◆ Task 1
In the note on the Protecting Nonprofits from Catastrophic Cash Flow Strain Act, in what month did the Department of Labor issue its guidelines?
◆ Task 2
Using the note on the Protecting Nonprofits from Catastrophic Cash Flow Strain Act, decide whether each statement agrees with it: (a) The House passed the bill before the Senate did. (b) Under the CARES Act provision, the federal government would cover 50 percent of the unemployment benefit costs that self-insured nonprofits must pay to their state. (c) The bill is numbered S. 4209.
◆ Task 3
Reproduce word for word the part of the note on the Protecting Nonprofits from Catastrophic Cash Flow Strain Act that starts at "July 10, 2020" and ends at "signed into law.".

July 10, 2020

Protecting Nonprofits from Catastrophic Cash Flow Strain Act

Yesterday, the House passed the Protecting Nonprofits from Catastrophic Cash Flow Strain Act of 2020 (S. 4209), which specifies that Congress intended for the federal government to cover, upfront, half of the cost prior to a nonprofit paying its unemployment insurance to the state. The bill was passed by the Senate last week and is expected to be signed into law.

The CARES Act included a provision that guaranteed the federal government would cover 50-percent of the unemployment benefit costs that self-insured nonprofits are required to pay to their state. However, the Department of Labor issued guidelines in April that said self-insured nonprofits must first pay the state the full amount owed before receiving a reimbursement, which could put self-insured nonprofits in a potentially untenable cash crunch.

◆ Excerpts from a dataset
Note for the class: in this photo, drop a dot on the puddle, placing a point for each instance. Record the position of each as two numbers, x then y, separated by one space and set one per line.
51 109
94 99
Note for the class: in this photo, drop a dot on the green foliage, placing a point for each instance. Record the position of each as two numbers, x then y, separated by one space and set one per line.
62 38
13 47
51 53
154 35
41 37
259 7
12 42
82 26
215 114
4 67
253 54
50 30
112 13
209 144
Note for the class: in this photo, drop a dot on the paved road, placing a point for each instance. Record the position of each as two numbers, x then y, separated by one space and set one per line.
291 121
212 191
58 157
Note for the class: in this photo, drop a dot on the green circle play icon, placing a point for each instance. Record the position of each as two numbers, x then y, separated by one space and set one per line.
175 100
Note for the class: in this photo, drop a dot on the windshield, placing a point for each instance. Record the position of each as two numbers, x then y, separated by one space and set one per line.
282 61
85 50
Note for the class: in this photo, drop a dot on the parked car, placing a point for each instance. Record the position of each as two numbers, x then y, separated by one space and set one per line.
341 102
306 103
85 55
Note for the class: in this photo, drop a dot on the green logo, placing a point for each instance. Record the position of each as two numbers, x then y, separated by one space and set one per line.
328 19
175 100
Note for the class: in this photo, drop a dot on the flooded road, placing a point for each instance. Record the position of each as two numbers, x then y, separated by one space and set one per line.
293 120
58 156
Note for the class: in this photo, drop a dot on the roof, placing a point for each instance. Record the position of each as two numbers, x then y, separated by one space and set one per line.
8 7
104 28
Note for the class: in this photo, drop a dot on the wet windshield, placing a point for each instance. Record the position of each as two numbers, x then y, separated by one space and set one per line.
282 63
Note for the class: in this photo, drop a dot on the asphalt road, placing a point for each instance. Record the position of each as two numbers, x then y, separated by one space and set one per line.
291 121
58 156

◆ Exercise output 1
April

◆ Exercise output 2
(a) No: "Yesterday, the House passed" and "The bill was passed by the Senate last week"
(b) Yes: "the federal government would cover 50-percent of the unemployment benefit costs that self-insured nonprofits are required to pay to their state"
(c) Yes: "Protecting Nonprofits from Catastrophic Cash Flow Strain Act of 2020 (S. 4209)"

◆ Exercise output 3
July 10, 2020

Protecting Nonprofits from Catastrophic Cash Flow Strain Act

Yesterday, the House passed the Protecting Nonprofits from Catastrophic Cash Flow Strain Act of 2020 (S. 4209), which specifies that Congress intended for the federal government to cover, upfront, half of the cost prior to a nonprofit paying its unemployment insurance to the state. The bill was passed by the Senate last week and is expected to be signed into law.